● Work required
Reproduce the lines from the first one through the line containing "positive clicks: (858, 210)", substituting "points" for every occurrence of "clicks" and leaving everything else unchanged.
━━━━━━━━
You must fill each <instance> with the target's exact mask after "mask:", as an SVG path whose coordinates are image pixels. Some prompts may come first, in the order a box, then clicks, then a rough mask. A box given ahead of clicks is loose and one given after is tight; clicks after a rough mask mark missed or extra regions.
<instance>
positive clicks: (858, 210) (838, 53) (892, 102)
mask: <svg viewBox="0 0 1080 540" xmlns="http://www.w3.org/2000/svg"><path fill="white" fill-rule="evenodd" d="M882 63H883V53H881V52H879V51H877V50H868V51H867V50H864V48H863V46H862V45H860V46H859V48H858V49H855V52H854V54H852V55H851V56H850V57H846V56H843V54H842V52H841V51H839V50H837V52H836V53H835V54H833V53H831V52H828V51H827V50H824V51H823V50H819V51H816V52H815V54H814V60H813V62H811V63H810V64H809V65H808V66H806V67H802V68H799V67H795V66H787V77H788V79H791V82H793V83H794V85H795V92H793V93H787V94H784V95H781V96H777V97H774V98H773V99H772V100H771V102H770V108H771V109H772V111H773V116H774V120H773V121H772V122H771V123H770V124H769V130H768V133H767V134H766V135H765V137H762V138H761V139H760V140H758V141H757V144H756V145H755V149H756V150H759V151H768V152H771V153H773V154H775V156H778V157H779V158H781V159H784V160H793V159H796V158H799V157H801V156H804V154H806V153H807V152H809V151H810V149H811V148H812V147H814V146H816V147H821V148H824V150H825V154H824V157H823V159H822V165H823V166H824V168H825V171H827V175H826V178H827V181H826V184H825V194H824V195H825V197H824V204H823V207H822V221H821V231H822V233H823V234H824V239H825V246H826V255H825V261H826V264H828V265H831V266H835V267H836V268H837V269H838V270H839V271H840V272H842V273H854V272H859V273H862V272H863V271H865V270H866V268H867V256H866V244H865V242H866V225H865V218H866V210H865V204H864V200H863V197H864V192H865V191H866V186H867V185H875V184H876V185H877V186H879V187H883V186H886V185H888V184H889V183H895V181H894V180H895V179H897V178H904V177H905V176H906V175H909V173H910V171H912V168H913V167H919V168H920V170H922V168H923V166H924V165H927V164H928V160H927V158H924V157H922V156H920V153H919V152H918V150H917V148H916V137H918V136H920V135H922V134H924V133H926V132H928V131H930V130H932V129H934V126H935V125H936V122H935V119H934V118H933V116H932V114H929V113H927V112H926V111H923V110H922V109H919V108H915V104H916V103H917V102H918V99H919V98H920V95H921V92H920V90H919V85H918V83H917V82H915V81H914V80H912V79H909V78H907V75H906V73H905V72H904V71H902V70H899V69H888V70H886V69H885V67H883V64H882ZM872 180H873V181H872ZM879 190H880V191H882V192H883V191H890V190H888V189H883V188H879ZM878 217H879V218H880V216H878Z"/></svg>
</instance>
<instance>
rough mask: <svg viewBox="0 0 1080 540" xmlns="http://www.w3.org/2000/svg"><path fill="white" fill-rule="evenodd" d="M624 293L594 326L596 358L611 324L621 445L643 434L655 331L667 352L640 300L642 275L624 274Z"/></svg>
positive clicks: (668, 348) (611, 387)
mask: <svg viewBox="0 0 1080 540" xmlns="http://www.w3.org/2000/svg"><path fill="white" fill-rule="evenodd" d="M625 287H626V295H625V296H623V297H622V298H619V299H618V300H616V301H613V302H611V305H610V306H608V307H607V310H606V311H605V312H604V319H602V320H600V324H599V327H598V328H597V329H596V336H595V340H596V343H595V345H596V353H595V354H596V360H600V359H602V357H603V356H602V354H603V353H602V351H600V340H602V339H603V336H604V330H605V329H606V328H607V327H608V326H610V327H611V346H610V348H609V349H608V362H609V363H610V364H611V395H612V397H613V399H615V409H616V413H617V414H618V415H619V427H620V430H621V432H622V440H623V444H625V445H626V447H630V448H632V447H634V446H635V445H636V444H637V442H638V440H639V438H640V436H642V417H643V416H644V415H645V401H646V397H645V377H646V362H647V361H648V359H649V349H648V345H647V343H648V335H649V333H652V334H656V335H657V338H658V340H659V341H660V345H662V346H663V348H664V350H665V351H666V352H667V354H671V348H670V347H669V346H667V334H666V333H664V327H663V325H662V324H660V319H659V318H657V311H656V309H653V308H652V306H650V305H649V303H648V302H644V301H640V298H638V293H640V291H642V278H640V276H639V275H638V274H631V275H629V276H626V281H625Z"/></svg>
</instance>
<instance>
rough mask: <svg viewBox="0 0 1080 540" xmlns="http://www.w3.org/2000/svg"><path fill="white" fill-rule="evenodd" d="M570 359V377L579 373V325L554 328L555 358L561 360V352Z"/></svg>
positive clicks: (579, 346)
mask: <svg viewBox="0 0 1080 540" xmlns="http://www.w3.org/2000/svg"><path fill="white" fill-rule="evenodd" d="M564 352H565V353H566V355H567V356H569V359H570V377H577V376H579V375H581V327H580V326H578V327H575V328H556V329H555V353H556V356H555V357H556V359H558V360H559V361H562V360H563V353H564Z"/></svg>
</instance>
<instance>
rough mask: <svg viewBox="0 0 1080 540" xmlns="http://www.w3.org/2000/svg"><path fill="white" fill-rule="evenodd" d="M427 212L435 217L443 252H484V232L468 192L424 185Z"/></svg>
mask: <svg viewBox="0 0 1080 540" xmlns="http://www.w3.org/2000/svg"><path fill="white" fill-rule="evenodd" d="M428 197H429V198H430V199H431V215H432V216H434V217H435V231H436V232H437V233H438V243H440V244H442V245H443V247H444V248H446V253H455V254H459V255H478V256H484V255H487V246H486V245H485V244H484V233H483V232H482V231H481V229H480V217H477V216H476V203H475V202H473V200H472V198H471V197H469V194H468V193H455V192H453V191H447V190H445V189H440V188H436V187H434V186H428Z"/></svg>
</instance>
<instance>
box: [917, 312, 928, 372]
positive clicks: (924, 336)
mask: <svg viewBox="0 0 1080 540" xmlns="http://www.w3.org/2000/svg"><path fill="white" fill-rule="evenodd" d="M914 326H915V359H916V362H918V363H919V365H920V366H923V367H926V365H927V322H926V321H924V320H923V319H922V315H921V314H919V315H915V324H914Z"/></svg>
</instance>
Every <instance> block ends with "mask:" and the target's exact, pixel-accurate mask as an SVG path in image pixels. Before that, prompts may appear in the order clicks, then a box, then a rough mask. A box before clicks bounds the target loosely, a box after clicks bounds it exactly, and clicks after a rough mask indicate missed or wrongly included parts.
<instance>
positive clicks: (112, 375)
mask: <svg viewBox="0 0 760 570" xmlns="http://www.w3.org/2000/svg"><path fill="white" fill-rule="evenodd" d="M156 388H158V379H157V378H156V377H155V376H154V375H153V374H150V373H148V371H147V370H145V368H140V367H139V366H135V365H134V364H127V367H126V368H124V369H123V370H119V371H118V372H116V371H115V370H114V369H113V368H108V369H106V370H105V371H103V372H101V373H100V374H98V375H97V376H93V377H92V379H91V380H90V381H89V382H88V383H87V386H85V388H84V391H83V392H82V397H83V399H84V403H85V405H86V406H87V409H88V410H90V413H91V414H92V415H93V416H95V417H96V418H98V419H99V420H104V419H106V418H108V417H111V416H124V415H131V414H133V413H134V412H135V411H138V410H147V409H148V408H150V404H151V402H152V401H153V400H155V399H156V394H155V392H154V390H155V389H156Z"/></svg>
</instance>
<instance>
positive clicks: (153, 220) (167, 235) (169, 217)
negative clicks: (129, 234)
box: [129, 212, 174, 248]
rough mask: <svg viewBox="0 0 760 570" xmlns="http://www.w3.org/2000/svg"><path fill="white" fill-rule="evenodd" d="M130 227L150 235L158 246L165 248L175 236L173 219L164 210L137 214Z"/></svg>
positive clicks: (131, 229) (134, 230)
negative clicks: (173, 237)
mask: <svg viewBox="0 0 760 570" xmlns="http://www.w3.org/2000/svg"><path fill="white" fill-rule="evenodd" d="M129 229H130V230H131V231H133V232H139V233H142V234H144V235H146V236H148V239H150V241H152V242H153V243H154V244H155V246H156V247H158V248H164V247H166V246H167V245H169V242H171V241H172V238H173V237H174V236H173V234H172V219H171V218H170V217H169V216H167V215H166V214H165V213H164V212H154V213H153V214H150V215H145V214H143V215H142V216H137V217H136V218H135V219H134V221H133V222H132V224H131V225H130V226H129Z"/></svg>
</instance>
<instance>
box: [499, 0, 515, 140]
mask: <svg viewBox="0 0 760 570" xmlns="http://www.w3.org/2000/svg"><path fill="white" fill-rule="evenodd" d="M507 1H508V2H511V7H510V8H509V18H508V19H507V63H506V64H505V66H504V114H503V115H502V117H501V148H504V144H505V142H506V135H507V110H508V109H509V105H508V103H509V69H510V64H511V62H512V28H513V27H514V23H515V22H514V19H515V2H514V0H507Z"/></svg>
━━━━━━━━
● Task response
You must fill each <instance> with the target's exact mask after "mask:", as an SVG path whose coordinates are image pixels. Some prompts may come first, in the order a box, then points, then a rough mask. A box given ahead of points is loose and one given after is tight; points after a rough mask mark missed or extra regions.
<instance>
positive points: (858, 210) (838, 53) (892, 102)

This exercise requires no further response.